_DATA FOR THE TASK:_
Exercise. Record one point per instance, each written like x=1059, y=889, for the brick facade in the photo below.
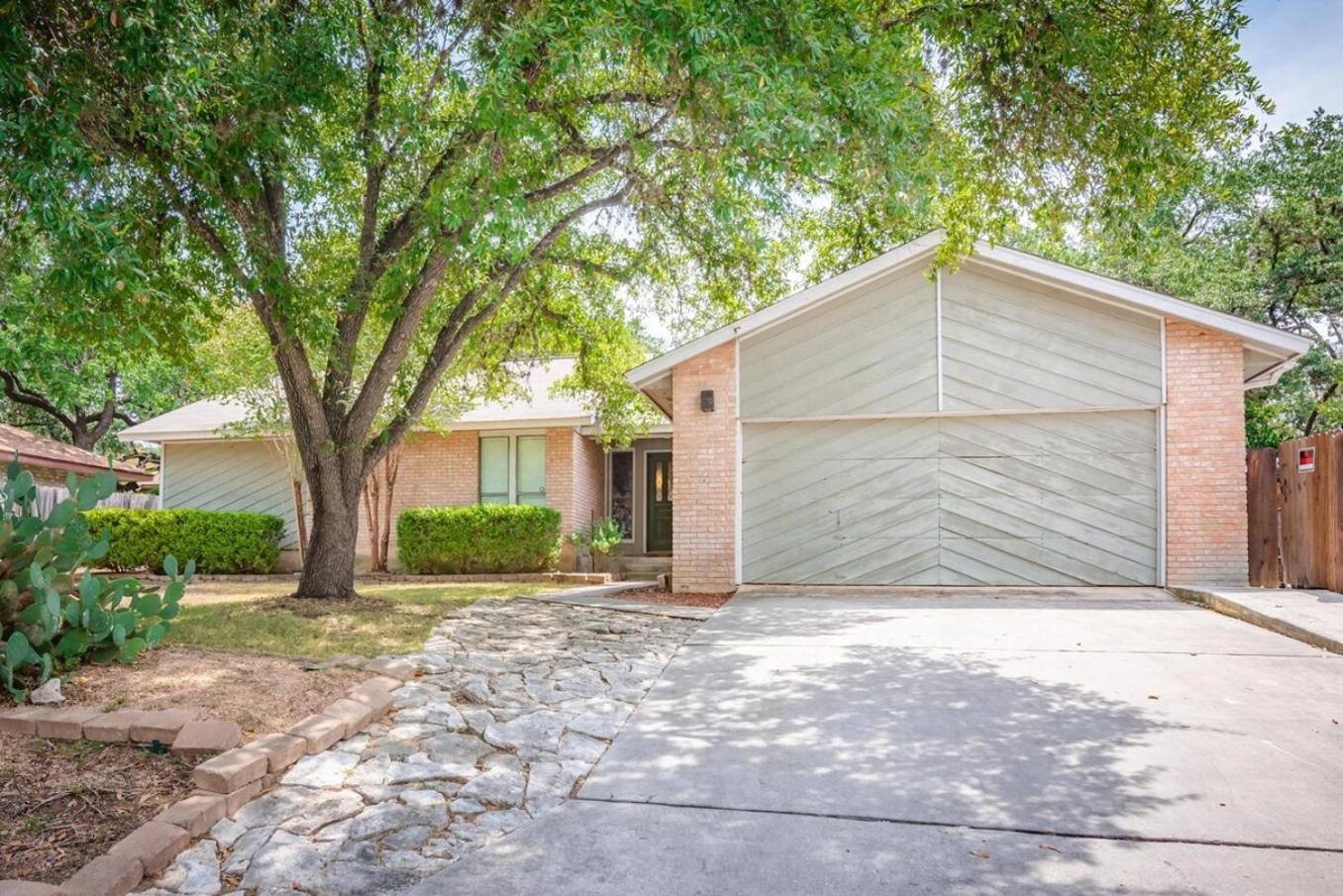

==

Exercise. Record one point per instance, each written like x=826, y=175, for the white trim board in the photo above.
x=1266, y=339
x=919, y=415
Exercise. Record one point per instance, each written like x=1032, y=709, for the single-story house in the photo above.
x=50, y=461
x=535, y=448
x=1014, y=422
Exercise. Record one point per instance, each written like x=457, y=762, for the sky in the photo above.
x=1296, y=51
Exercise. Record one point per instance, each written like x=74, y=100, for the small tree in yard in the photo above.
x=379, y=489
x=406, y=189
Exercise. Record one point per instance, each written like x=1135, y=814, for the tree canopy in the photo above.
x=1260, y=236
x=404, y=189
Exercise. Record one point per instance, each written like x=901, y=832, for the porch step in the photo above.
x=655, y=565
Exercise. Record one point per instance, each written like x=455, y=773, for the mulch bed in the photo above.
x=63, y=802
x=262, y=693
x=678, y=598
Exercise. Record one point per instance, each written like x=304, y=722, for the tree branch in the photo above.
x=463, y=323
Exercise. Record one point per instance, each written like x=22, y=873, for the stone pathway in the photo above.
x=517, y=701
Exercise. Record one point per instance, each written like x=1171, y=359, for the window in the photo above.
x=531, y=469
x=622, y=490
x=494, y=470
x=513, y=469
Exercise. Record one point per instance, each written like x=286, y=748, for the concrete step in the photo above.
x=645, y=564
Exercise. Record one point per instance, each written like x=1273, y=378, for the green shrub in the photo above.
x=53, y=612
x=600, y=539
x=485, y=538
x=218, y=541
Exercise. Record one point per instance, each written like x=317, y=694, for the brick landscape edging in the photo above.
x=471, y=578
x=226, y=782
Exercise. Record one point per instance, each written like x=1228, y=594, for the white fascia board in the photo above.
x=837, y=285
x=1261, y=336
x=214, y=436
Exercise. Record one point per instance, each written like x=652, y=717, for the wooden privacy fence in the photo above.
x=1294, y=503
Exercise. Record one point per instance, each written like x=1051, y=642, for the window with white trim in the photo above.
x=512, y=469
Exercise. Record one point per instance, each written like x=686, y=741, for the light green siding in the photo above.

_PROMPT:_
Write out the entries word for word, beginning with the line that contains "trim in the photo above." and continuing through the line that contains "siding in the photo above.".

_TASK ANSWER:_
Exercise. Record one point per instance, each written like x=1051, y=642, for the window with white trim in the photo above.
x=512, y=469
Exercise. Record one point per instance, each written like x=686, y=741, for the light green siding in the photo above.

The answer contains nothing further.